# Exercise details
Repeat all of the data below word for word, but leave out the pictures.

# Information shown
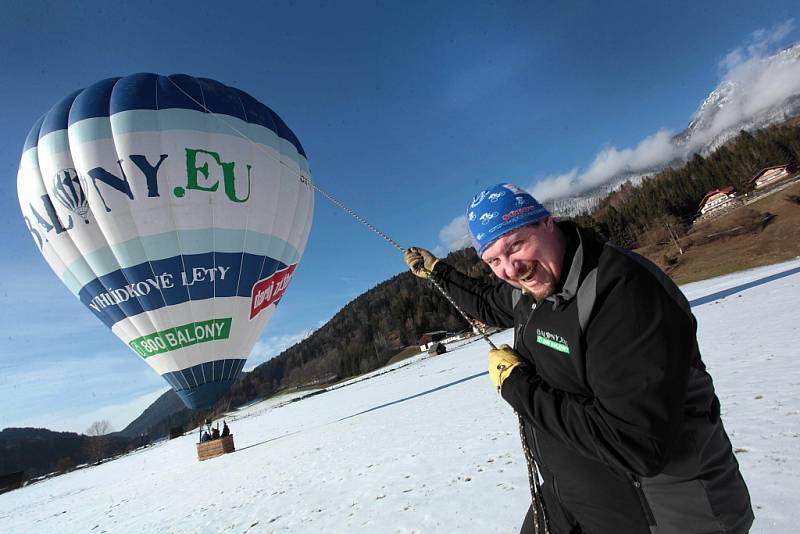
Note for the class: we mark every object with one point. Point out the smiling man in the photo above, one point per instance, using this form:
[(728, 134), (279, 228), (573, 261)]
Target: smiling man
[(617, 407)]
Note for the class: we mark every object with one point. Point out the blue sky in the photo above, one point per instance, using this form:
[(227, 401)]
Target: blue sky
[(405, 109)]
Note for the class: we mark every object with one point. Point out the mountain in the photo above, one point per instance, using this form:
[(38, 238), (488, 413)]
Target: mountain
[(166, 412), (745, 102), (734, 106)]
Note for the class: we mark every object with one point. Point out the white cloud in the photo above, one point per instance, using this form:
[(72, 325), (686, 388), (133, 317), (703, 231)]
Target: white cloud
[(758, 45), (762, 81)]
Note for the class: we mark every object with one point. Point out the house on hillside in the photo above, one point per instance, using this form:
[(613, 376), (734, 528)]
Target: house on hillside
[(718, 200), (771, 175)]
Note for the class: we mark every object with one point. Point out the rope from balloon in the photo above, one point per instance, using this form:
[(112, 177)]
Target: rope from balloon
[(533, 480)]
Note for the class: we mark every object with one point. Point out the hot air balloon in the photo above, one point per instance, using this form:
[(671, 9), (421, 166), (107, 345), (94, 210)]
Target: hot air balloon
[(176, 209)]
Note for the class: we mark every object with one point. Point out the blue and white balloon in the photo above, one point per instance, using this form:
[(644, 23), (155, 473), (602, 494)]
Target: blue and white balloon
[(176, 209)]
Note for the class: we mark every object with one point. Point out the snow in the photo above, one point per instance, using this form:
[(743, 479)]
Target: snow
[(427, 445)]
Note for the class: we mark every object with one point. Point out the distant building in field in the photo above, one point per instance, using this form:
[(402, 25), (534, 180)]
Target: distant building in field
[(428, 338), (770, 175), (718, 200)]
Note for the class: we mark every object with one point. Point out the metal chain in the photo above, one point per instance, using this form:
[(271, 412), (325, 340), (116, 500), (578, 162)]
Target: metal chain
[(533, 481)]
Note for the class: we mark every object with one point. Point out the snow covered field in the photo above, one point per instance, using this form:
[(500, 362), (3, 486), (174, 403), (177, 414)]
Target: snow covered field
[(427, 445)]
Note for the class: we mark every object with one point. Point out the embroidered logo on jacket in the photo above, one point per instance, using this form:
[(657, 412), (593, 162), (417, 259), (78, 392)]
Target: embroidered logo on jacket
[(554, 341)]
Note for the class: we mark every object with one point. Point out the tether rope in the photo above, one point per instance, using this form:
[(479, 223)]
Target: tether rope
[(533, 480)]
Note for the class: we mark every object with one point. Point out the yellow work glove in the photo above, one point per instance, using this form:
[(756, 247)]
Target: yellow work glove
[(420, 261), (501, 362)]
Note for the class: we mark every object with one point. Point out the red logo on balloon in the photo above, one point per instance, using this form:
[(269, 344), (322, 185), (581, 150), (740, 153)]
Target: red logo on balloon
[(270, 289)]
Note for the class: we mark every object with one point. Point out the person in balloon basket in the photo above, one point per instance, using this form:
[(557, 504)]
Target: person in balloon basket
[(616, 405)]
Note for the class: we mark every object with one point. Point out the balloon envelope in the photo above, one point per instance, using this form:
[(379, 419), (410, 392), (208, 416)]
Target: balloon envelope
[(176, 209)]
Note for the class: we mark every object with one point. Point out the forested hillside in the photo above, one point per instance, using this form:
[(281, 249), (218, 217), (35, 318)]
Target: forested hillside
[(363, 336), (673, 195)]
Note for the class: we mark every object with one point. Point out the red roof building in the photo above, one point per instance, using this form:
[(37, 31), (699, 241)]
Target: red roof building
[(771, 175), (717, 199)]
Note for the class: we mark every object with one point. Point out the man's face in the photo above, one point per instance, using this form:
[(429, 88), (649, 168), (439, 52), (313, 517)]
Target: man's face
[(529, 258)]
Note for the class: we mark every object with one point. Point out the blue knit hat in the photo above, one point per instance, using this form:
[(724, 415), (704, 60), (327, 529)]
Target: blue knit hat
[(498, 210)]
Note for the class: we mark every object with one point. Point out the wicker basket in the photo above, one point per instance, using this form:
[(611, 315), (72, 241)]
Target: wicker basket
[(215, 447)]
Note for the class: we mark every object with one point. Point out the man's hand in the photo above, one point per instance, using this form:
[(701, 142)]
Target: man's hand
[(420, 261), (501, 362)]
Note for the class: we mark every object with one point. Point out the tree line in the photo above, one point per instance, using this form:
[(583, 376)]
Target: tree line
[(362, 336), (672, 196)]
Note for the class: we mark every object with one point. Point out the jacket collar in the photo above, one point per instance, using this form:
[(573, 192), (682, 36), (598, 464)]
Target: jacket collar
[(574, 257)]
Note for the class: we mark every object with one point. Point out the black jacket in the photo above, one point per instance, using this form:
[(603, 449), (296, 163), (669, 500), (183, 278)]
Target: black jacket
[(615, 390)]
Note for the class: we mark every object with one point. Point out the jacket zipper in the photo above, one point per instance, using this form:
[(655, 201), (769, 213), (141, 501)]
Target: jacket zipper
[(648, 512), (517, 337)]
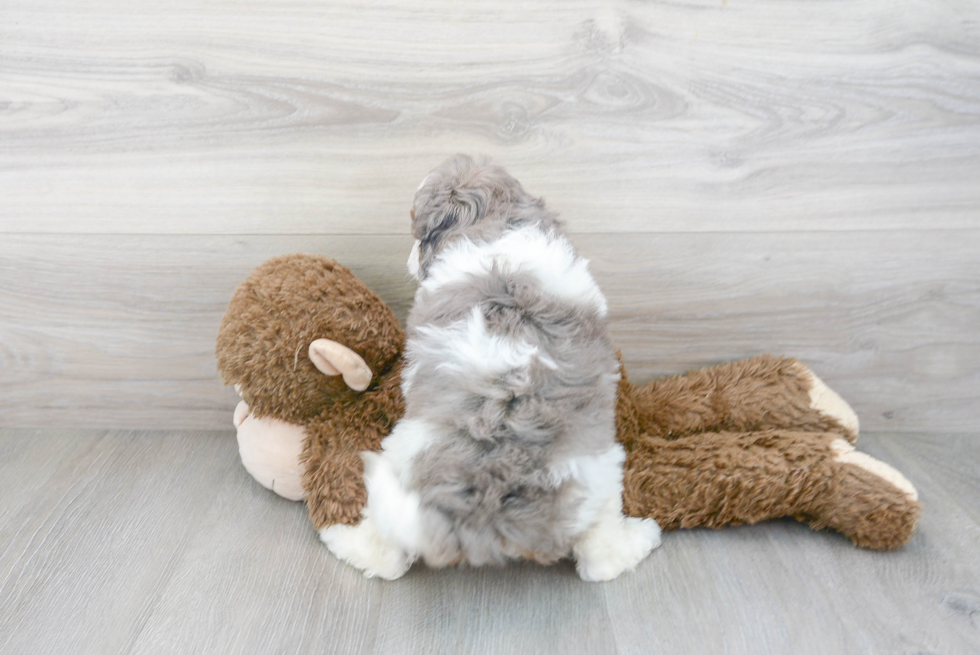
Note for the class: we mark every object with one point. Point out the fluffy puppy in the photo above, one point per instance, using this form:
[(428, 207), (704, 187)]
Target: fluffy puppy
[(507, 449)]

# Right answer
Note for the class: we mark every object with one point. Point out the smiling man in the photo above, one point per instance, using this form:
[(728, 134), (279, 228), (573, 261)]
Target: smiling man
[(617, 407)]
Note for the class: we mark every object with one point. Point out the blue sky in the photo above, one point per instance, using this form:
[(227, 401)]
Target: blue sky
[(405, 109)]
Note for the class: we mark every object with one point. Point out the mountain in the photo above, one point per instance, using this form:
[(38, 238), (488, 413)]
Target: mountain
[(166, 412), (745, 102), (734, 106)]
Note for the class: we mark every object with one point. Point out the white cloud in the photo above, one point per instance, using this form:
[(72, 325), (686, 388), (133, 317), (703, 231)]
Target: white cloud
[(758, 45), (762, 81)]
Note for the class: we mark every object with one point. Point out the house on hillside in the photo above, one point per instance, using this form:
[(613, 376), (734, 528)]
Target: house on hillside
[(718, 200), (771, 175)]
Note for the class: we mark every object with one point. Point out the rope from balloon in the photo above, one point per instance, using this form:
[(112, 177)]
Target: rope from balloon
[(533, 480)]
Note for the class: we mark every object with one point. Point out the hot air balloon in the photo above, one point per instance, using this form:
[(671, 9), (421, 166), (107, 345), (94, 210)]
Target: hot air balloon
[(176, 209)]
Note for the class: we mark every object with one point. Point out the blue and white balloon in the photo above, one point per instance, using this form:
[(644, 23), (155, 473), (602, 494)]
Target: blue and white balloon
[(176, 209)]
Note for the class: we mark every object with one point. Point out the snow in the photo above, one point per instance, using this form:
[(743, 479)]
Target: snow
[(427, 445)]
Note for the class: we mark every object with one point. Point out the distant building in field in the photo above, one point per instance, using this form:
[(402, 25), (534, 180)]
Target: distant building in field
[(428, 338), (770, 175), (718, 200)]
Note for the class: we mark every object with one point. Point out the metal chain in the photo above, one point per instance, using this form:
[(271, 412), (325, 340), (116, 500), (578, 162)]
Target: metal chain
[(533, 481)]
Note for the class: we mark every object with one point. Point out the snow covered field in the photo above, one point per instance, using this form:
[(500, 362), (3, 486), (174, 403), (177, 414)]
Target: snow covered field
[(427, 445)]
Note for the class: we mark every object with one point. Point out the embroidered logo on jacket in the photo above, one point per instance, using this form:
[(657, 412), (593, 162), (417, 259), (78, 392)]
Target: embroidered logo on jacket
[(554, 341)]
Note for the class: we mark every object with one point. Point out the tether rope in the photo above, one point per instance, using this form:
[(479, 223)]
Target: tether rope
[(533, 480)]
Note for the class: we mark every object with one point. Point out the yellow work glove in the photo above, one point per instance, using this form:
[(756, 247)]
Target: yellow work glove
[(420, 261), (501, 362)]
Note for the class: we mark every object with one point. Point out the red logo on balloon in the photo above, one point per instance, using this form:
[(269, 344), (322, 185), (581, 150), (740, 153)]
Target: red logo on balloon
[(270, 289)]
Note for the class: we mark every object with one point. Point out the person in balloon basket in the photo above, one point per instance, using this form:
[(557, 504)]
Target: person in balloon basket
[(616, 405)]
Note for the class: we mark every object with one point. Point out the balloon envelope in the photo above, one point per instance, using this form:
[(379, 419), (410, 392), (208, 416)]
Target: balloon envelope
[(176, 209)]
Note for the class: we mark every object with one point. Point out the forested hillside in the photo above, one point per instance, using this form:
[(281, 249), (218, 217), (35, 318)]
Target: forested hillside
[(363, 336), (673, 195)]
Note for the class: we mark every object with one point. Point out the red roof building in the photo above, one point per instance, using this form:
[(37, 31), (699, 241)]
Target: red roof building
[(771, 175), (717, 199)]
Note for the class: we mark every object with one point. Point out the man's face in the photo above, one point per instance, using this form:
[(429, 88), (649, 168), (439, 52), (313, 517)]
Target: man's face
[(529, 258)]
Note for the class: we mark every object with one point. Point out the blue knit hat in the photo above, one point per instance, using this form:
[(724, 415), (704, 60), (327, 529)]
Target: blue knit hat
[(498, 210)]
Note for the class: we mark every object with one point. Point out the wicker basket in the photo above, one point per instance, using this form:
[(611, 315), (72, 241)]
Target: wicker basket
[(215, 447)]
Note for the class: we mark every object with one point. Point out the man's hand in the photo above, one point per instance, using this form:
[(701, 142)]
Target: man's hand
[(420, 261), (501, 362)]
Note for the class: we mark every object with one point. Point out the tree line in the photo above, one point per instance, using this form:
[(583, 376)]
Target: tree line
[(362, 336), (672, 196)]
Note for the class: we mark every object with one point. Point out the jacket collar in the photo above, one point per instance, using this form:
[(573, 192), (682, 36), (598, 464)]
Target: jacket collar
[(574, 257)]
Note for the class: we mark every object with one point. Point out the black jacket in the photo above, one point per instance, using this form:
[(603, 449), (296, 163), (669, 500), (183, 278)]
Target: black jacket
[(615, 390)]
Note for the class: we mark every object with one point. Point out the jacket zipper in the photo above, one point per instance, using this form:
[(655, 201), (769, 213), (141, 501)]
Target: jacket zipper
[(648, 512), (517, 337)]
Note for the class: we mark every object with one point. Point out the fluffy puppy in the photo above, one point per instance, using this form:
[(428, 207), (704, 187)]
Target: fluffy puppy
[(507, 449)]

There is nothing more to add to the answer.